Please identify each line in the records that contains the word "cleat" and copy every one of those lines.

** Begin Records for this exercise **

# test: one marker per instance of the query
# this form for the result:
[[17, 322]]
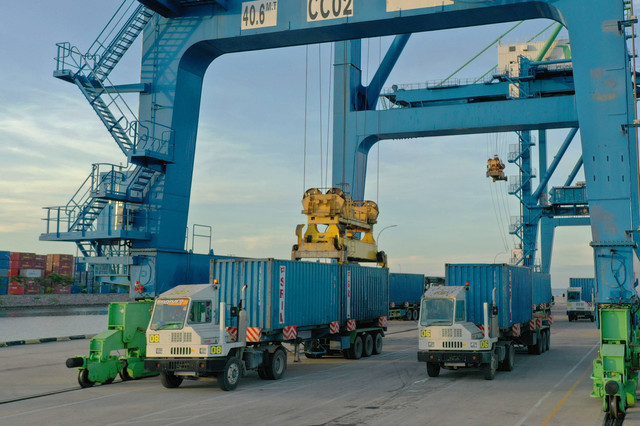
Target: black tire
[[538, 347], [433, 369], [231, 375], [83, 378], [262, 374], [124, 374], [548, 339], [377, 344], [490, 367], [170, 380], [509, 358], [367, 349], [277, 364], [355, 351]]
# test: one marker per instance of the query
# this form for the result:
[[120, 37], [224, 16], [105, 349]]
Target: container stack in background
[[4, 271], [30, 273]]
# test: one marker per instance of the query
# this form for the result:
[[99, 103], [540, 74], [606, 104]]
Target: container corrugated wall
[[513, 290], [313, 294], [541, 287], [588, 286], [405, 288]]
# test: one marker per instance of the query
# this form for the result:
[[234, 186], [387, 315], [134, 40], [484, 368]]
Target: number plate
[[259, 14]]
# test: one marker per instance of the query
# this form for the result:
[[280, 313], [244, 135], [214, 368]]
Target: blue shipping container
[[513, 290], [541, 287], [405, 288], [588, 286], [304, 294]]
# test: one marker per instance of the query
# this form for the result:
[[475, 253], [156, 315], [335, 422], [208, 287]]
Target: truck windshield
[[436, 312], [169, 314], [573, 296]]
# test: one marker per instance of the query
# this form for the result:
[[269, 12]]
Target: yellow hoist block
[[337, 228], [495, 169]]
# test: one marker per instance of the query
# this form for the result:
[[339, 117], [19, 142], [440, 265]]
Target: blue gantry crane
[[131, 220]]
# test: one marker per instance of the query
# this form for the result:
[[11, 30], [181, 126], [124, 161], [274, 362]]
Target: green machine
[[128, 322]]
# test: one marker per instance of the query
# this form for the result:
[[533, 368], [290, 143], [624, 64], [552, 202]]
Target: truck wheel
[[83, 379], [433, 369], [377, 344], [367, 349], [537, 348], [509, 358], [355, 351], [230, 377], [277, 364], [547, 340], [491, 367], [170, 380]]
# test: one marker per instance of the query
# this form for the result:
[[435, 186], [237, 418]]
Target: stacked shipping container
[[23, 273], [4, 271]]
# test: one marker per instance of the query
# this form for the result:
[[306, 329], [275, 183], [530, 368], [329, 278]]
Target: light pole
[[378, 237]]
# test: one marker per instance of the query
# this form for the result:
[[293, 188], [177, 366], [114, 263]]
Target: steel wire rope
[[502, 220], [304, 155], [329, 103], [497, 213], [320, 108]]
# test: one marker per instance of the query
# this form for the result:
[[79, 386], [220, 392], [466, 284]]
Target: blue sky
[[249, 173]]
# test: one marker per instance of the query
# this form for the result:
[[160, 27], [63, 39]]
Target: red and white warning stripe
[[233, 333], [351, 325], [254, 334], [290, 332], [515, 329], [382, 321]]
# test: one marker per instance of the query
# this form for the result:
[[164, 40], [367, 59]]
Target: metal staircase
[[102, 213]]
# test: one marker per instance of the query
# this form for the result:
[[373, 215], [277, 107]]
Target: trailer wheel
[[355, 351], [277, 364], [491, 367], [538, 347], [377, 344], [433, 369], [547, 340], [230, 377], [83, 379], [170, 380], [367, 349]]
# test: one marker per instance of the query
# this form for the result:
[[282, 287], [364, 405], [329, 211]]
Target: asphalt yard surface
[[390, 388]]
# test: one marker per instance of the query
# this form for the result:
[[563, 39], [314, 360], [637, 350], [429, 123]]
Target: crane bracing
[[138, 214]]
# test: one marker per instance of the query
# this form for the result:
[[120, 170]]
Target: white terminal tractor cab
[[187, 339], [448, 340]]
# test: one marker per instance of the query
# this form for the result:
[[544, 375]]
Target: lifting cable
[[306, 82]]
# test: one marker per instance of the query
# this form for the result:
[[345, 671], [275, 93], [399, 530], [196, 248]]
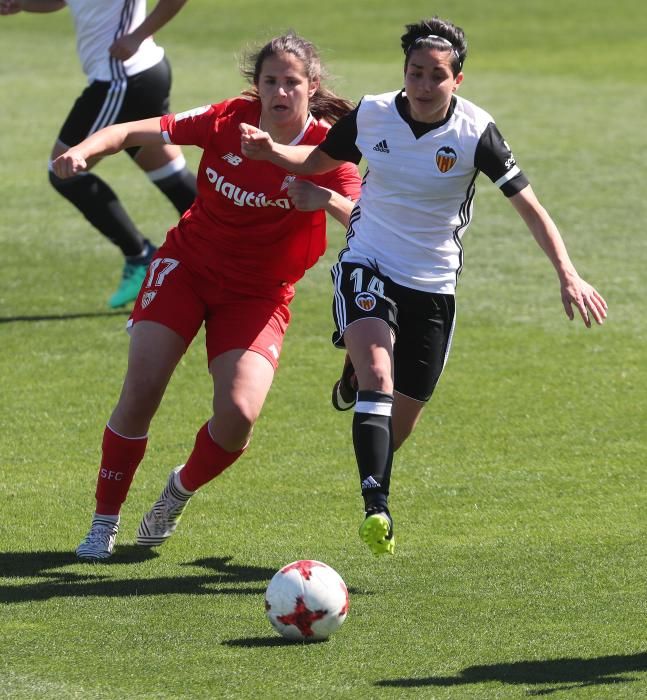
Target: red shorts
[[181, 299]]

** End Records for this exercise **
** Begin Records for this exercise **

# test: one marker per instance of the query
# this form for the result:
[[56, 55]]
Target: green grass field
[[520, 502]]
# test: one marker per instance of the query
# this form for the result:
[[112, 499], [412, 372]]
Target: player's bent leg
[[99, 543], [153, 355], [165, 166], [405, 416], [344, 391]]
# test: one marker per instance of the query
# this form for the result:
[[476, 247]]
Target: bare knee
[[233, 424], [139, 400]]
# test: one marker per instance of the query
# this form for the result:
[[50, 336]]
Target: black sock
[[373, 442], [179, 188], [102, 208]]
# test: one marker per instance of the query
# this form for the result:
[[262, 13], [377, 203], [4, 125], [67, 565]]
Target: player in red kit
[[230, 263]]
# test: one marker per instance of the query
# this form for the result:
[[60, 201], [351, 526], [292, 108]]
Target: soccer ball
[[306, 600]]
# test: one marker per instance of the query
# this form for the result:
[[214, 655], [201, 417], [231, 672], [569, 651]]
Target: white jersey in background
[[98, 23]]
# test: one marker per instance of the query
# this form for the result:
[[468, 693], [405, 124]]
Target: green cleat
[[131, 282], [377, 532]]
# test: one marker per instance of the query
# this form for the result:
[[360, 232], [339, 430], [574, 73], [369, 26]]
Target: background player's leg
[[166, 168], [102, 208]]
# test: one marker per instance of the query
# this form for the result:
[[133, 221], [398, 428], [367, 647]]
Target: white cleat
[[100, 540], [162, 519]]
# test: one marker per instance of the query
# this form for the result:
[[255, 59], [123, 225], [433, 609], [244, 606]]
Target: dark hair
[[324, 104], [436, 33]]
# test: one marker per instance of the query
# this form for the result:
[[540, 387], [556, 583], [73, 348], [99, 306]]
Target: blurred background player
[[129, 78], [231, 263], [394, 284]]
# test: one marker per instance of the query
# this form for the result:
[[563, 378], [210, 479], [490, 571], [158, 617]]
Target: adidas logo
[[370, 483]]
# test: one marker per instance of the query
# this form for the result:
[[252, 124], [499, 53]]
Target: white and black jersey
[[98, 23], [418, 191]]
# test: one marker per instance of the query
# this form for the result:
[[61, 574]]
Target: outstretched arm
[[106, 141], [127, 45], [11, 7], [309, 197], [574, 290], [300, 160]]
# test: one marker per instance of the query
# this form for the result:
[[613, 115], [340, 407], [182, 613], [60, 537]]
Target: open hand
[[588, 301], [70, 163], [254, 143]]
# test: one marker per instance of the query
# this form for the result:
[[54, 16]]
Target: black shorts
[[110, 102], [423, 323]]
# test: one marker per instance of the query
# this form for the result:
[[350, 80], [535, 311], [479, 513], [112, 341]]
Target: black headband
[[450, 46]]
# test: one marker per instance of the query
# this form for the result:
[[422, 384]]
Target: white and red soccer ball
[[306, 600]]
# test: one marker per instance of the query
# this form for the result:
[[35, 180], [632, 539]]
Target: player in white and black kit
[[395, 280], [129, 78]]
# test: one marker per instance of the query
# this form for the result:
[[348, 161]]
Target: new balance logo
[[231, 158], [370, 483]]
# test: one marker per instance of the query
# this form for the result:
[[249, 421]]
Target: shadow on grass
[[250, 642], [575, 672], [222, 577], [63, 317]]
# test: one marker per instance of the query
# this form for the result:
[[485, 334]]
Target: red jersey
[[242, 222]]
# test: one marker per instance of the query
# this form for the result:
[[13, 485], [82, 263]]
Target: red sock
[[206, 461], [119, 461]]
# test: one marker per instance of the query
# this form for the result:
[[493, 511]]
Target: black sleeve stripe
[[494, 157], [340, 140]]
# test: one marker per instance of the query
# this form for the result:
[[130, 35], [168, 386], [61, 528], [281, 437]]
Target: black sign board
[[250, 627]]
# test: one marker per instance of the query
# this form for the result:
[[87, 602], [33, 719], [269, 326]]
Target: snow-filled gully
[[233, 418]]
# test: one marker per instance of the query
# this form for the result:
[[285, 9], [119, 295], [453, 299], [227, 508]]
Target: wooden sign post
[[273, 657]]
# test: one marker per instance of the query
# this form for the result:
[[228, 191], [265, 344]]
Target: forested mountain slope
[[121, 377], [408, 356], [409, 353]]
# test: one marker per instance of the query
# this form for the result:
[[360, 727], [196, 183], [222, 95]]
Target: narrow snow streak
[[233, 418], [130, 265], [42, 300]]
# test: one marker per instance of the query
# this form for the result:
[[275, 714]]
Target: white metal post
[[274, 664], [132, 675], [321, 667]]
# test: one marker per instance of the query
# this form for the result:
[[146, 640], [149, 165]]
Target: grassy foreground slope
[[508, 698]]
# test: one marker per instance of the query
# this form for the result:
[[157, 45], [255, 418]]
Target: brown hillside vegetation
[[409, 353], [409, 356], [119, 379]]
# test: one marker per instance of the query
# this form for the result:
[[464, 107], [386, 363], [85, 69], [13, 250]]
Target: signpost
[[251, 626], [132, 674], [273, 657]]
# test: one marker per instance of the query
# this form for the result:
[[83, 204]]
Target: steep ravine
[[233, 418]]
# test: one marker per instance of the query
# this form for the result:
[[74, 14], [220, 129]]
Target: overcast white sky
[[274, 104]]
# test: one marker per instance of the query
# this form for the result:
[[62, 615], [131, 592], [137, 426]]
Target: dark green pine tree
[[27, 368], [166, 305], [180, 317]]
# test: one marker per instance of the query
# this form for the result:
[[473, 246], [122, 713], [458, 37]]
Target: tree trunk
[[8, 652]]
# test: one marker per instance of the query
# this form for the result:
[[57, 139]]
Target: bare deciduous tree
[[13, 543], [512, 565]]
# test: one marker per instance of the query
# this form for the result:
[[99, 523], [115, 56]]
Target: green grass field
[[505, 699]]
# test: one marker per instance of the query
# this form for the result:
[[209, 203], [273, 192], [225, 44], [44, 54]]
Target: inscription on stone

** End Records for this exercise **

> Expected answer
Target: green cleat
Target: white cleat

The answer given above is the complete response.